• What to work on:
Print each entry word for word.

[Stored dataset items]
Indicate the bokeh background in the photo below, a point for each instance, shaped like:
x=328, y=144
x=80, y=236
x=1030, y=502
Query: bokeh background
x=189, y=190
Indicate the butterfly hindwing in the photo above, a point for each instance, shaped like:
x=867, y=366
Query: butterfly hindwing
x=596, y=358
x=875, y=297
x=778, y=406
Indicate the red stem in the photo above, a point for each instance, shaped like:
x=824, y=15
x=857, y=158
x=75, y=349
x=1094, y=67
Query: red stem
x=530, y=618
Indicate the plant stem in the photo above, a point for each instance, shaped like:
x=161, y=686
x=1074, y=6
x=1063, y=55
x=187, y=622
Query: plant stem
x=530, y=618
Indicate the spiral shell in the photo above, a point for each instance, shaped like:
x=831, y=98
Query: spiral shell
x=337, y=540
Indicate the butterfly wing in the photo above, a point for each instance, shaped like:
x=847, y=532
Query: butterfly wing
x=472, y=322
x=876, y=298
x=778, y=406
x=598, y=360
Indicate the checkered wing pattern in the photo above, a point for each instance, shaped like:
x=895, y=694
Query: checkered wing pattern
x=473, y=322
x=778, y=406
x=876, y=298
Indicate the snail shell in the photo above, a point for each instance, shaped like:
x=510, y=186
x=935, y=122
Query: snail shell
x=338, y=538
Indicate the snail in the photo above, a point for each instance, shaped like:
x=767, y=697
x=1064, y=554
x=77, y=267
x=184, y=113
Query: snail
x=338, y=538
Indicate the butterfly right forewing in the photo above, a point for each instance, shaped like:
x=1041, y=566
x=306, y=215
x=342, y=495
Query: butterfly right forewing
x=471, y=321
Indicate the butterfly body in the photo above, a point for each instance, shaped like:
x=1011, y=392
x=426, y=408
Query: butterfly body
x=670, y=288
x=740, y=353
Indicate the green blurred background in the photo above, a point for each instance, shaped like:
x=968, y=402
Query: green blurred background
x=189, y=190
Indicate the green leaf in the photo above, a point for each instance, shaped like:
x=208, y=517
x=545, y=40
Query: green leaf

• Reply:
Indicate the bokeh background in the photo below, a point for each instance, shaped like:
x=328, y=144
x=80, y=236
x=1030, y=502
Query: bokeh background
x=189, y=190
Indicate the butterfly hindwing in the photo above, a point for each instance, shaped like:
x=867, y=366
Query: butterfly hindwing
x=596, y=358
x=875, y=297
x=778, y=406
Indicate the red stem in the photo above, a point for each instance, shaped like:
x=824, y=15
x=857, y=158
x=75, y=349
x=1094, y=67
Query: red stem
x=530, y=618
Indicate the plant stem in the photo above, a point for each instance, shaped like:
x=161, y=686
x=1074, y=6
x=1063, y=55
x=187, y=622
Query: plant stem
x=530, y=618
Indicate the spiral shell in the photo above, a point for each instance, shaped like:
x=831, y=98
Query: spiral shell
x=337, y=540
Indicate the butterfly wing in the photo above, a point for each instance, shaped like:
x=847, y=532
Query: butterfly wing
x=472, y=322
x=876, y=298
x=778, y=406
x=598, y=360
Indicate the checkered wing pattern in the photo above, a point for each instance, shaped like:
x=895, y=694
Query: checkered wing pattern
x=473, y=322
x=778, y=406
x=876, y=298
Indicate the snail shell in the photo above, a point for each instance, shaped like:
x=510, y=186
x=935, y=122
Query: snail shell
x=338, y=538
Indicate the snail in the photo above, a point for each instance, shaped like:
x=767, y=697
x=1064, y=554
x=77, y=267
x=184, y=113
Query: snail
x=338, y=538
Indicate the butterfly right forewing in the photo above, a point for each instance, shaped like:
x=1041, y=566
x=306, y=215
x=342, y=495
Query: butterfly right forewing
x=471, y=321
Indicate the butterfly body in the photo above, a point for each instance, shaped like:
x=1011, y=392
x=426, y=408
Query: butterfly body
x=670, y=288
x=740, y=353
Indicate the green blurred background in the photo above, a point for each instance, shaped like:
x=968, y=402
Query: green blurred background
x=189, y=190
Indicate the green leaf in the photo above, a point for each instance, shaped like:
x=208, y=517
x=545, y=40
Query: green leaf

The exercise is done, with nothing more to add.